* Ejercicios propuestos:
[A] Responde a estas preguntas sobre el texto acerca del Gobierno de Boric:
(i) Según el subtítulo, ¿qué desafío tienen las feministas que forman parte del Ejecutivo chileno?
(ii) ¿A qué ceremonia invitó personalmente el presidente Boric a Rita Segato?
(iii) ¿Sobre qué carácter de los Estados nacionales ha insistido Rita Segato?
[B] Reproduce sin cambios el pasaje del texto acerca del Gobierno de Boric que empieza en "El Gobierno feminista" y termina en "nacionales y no h...".

El Gobierno feminista de Gabriel Boric
Las feministas que forman parte del Ejecutivo chileno tienen el desafío de transformar estructuras coloniales y patriarcales
Que un Gobierno se declare feminista puede sonar muy bien en los tiempos que corren. Sin embargo, al menos en América Latina, una declaración de esta naturaleza no deja de ser problemática. Rita Segato, referente intelectual del feminismo latinoamericano —y una de las invitadas personales del presidente Boric a su ceremonia de asunción—, ha insistido en el carácter patriarcal y colonial de nuestros Estados nacionales y no h...

* Datos registrados:
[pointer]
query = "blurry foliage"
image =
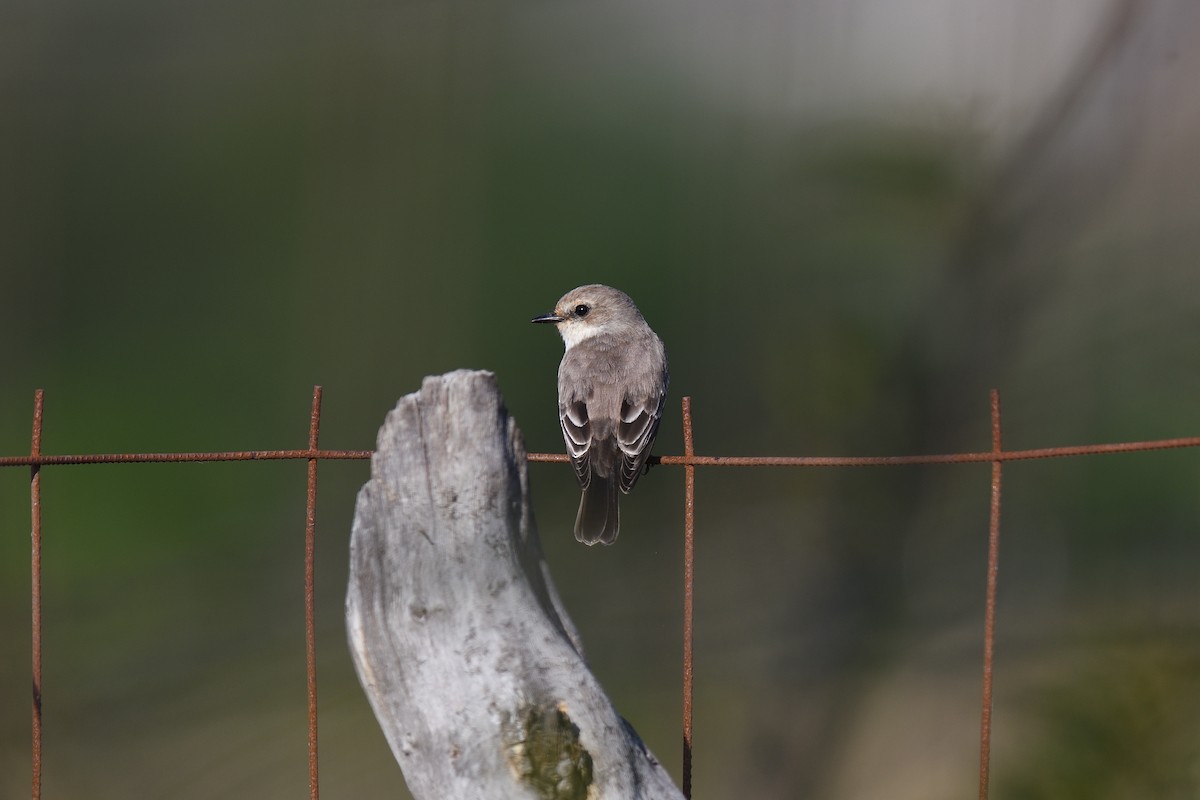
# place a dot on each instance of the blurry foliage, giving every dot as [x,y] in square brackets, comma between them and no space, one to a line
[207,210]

==

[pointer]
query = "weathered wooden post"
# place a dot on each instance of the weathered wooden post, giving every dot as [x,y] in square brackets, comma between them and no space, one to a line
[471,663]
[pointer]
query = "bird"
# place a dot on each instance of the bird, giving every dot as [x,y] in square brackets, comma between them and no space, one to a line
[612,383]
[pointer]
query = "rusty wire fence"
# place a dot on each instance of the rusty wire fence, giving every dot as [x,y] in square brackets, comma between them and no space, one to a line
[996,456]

* Soluciones desarrolladas:
[A]
(i) Transformar estructuras coloniales y patriarcales.
(ii) A su ceremonia de asunción.
(iii) Sobre su carácter patriarcal y colonial.

[B]
El Gobierno feminista de Gabriel Boric
Las feministas que forman parte del Ejecutivo chileno tienen el desafío de transformar estructuras coloniales y patriarcales
Que un Gobierno se declare feminista puede sonar muy bien en los tiempos que corren. Sin embargo, al menos en América Latina, una declaración de esta naturaleza no deja de ser problemática. Rita Segato, referente intelectual del feminismo latinoamericano —y una de las invitadas personales del presidente Boric a su ceremonia de asunción—, ha insistido en el carácter patriarcal y colonial de nuestros Estados nacionales y no h...